> Work required
Format the listing as a two-column CSV with the columns "request" and "box," giving one row per request with its text and its answer each in a single quoted field and line breaks replaced by spaces. Begin at the line that contains "tile is by providing a bounding box." and stop after the line that contains "[158,187,193,213]".

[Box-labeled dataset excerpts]
* * * *

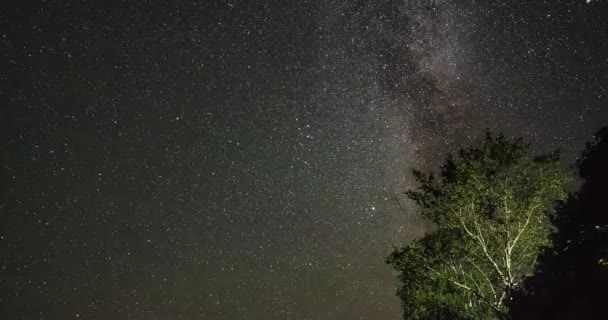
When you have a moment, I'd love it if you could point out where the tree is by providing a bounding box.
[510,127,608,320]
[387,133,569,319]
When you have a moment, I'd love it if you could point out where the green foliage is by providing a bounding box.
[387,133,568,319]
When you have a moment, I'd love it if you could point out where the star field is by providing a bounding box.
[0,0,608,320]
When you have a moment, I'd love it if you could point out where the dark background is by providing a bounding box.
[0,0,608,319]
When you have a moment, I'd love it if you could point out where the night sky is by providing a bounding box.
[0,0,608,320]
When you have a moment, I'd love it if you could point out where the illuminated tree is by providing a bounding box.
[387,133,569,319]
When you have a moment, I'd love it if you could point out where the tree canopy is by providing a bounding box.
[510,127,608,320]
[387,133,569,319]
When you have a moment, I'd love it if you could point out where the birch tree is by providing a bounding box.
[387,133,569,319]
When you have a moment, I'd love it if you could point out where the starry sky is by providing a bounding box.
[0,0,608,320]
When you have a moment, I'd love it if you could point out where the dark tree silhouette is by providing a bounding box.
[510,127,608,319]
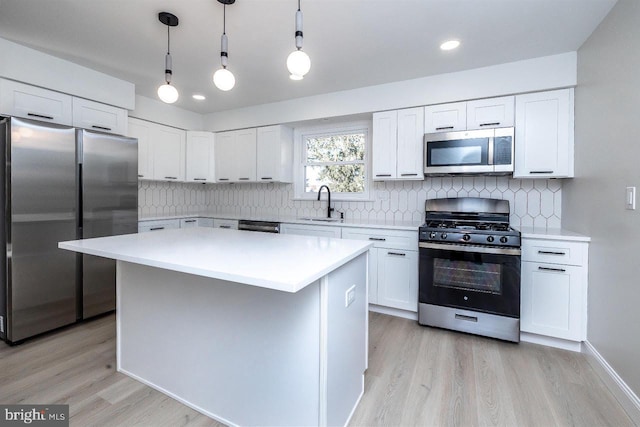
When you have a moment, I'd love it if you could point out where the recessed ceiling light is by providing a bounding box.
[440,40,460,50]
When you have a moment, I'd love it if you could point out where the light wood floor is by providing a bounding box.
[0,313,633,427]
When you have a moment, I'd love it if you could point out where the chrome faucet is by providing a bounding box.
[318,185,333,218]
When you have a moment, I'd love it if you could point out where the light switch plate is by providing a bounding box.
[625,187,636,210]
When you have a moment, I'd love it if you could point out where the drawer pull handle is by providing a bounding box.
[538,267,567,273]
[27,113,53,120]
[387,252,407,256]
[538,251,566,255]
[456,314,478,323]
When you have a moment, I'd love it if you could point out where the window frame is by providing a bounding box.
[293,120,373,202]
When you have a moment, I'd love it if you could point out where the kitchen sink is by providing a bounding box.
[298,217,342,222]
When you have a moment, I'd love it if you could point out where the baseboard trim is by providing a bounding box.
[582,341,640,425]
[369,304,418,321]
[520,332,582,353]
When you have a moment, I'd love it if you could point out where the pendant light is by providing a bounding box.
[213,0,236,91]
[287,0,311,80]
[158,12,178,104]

* * * *

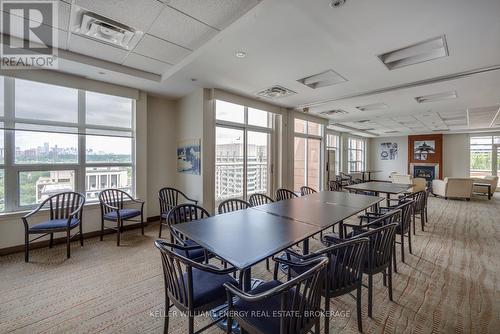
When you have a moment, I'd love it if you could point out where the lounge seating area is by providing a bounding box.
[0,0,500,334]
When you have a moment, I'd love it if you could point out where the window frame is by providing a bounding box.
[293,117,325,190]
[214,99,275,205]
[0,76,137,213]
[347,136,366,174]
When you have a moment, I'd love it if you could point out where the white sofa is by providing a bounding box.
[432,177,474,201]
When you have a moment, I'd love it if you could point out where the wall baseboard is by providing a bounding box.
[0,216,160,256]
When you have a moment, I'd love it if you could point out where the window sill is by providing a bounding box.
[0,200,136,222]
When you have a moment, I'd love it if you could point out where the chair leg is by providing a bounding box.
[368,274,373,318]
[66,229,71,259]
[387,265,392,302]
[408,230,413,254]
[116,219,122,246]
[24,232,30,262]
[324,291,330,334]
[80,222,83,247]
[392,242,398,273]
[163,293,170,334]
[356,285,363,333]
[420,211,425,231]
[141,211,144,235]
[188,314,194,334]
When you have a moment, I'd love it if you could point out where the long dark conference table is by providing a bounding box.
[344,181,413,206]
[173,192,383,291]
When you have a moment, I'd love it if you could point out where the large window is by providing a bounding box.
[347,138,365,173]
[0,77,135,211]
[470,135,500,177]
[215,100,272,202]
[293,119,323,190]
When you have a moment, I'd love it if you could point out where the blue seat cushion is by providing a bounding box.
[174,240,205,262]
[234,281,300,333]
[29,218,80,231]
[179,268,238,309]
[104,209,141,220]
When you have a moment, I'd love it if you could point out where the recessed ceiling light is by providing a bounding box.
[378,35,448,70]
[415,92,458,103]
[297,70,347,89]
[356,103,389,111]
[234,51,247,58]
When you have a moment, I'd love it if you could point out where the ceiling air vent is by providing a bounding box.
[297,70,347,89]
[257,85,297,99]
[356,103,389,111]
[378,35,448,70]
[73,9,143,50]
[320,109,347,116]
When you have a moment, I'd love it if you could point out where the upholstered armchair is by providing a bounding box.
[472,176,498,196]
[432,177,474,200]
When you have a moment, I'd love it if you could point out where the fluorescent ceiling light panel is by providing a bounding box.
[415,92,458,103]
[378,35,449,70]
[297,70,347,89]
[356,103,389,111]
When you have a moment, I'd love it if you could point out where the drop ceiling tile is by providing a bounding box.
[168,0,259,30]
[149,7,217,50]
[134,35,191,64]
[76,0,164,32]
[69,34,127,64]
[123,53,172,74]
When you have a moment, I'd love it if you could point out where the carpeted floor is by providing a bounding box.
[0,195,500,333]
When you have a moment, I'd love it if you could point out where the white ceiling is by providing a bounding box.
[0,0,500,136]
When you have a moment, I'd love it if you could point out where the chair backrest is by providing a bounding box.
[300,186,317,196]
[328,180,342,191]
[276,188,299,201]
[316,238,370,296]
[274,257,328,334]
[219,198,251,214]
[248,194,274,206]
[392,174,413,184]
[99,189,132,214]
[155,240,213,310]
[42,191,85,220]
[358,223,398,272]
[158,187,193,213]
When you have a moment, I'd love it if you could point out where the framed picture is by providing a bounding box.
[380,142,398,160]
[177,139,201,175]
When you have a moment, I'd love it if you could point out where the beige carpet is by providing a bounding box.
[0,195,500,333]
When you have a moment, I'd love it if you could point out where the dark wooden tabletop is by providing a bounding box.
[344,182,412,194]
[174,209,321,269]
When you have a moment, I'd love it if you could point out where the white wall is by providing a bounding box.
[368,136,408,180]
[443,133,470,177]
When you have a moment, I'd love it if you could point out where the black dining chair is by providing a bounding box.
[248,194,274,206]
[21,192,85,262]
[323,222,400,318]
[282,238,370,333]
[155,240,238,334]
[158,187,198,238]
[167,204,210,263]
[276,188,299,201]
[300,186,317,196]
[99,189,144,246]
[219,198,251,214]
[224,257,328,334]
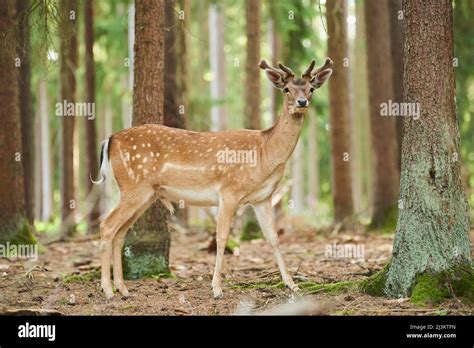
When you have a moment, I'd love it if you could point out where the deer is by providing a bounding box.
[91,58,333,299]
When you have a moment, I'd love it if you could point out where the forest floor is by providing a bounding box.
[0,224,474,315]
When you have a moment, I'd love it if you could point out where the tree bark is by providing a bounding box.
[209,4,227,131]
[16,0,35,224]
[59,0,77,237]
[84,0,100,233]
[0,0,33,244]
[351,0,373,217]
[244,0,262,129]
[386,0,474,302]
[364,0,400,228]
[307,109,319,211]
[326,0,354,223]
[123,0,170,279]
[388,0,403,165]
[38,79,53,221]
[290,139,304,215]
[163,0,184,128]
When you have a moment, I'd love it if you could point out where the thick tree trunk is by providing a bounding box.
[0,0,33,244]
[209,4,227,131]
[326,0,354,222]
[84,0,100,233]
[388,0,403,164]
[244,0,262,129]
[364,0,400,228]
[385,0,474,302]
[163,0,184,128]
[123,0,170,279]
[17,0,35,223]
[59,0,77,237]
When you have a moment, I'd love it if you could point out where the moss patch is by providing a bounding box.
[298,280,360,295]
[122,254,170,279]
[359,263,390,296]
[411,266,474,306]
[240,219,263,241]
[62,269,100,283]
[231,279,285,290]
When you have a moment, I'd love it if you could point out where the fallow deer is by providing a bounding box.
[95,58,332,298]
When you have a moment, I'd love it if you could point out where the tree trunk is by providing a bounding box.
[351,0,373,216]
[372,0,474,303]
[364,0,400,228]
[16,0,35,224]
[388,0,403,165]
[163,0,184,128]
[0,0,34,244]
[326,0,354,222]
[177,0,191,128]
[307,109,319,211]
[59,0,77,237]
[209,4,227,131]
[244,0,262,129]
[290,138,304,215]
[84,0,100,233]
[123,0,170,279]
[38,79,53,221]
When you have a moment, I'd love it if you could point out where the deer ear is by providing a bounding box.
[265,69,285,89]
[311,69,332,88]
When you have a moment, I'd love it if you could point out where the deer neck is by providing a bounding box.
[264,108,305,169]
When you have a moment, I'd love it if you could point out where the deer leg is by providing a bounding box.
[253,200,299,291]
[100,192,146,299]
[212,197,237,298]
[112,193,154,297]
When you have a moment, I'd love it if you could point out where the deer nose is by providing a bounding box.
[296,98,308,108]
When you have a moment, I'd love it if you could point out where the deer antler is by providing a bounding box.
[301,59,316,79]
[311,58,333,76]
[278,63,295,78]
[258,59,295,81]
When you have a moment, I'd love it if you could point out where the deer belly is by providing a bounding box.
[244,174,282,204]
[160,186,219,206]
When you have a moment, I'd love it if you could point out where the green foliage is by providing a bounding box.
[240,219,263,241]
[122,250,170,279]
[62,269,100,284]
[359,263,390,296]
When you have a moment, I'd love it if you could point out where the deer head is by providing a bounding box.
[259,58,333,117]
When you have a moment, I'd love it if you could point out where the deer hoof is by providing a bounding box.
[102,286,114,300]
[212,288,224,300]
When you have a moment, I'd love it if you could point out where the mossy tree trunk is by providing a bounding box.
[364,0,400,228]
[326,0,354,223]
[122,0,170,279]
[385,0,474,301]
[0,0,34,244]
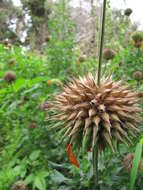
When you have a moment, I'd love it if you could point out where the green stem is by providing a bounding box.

* * * *

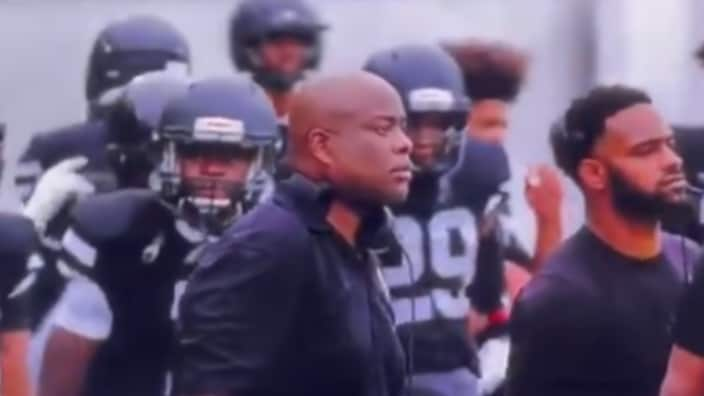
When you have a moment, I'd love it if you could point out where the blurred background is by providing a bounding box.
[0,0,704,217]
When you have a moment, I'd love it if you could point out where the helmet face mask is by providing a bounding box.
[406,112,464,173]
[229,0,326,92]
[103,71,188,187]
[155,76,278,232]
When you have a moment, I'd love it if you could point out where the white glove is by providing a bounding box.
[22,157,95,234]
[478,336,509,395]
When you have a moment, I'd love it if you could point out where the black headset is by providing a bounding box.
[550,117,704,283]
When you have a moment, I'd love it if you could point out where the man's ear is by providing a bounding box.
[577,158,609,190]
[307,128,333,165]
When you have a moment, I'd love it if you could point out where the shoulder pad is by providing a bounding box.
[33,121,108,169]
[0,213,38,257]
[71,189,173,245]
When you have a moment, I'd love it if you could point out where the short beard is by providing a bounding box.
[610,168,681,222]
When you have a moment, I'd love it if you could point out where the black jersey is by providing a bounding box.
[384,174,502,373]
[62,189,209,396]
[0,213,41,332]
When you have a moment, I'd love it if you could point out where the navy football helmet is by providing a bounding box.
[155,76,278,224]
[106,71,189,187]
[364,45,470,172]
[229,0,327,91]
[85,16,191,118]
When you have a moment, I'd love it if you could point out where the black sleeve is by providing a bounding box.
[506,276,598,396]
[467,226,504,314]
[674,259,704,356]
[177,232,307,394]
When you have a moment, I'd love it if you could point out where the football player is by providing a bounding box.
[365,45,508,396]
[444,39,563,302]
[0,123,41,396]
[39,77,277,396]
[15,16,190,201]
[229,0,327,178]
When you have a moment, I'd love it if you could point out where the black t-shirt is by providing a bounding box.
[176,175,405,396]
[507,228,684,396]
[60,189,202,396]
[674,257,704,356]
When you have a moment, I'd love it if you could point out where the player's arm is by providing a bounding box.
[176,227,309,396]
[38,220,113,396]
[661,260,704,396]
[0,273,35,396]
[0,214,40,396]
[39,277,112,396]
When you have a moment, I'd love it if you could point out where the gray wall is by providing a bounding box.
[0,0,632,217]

* * * *

> Answer to the problem
request,box
"When you have a moment, I'd love it if you could point out where the drop ceiling tile is by providing a bounding box.","[168,0,259,30] [149,7,217,50] [134,35,191,64] [76,0,164,32] [69,34,127,64] [123,53,172,74]"
"When you have a moment, I'd love it if you could point out where the carpeted floor is by providing a bounding box.","[0,195,500,333]"
"When you have a moment, I'd love it if you could point out where the white ceiling is by providing a bounding box.","[0,0,500,136]"
"When you have a moment, I'd love it if you could point out where the chair backrest is by providing a bounding box.","[300,186,317,196] [328,180,342,191] [276,188,299,201] [316,238,370,296] [274,257,328,334] [219,198,251,214] [248,194,274,206] [392,174,413,184] [99,189,132,214] [155,240,213,310] [42,191,85,220] [358,223,398,272] [158,187,193,213]"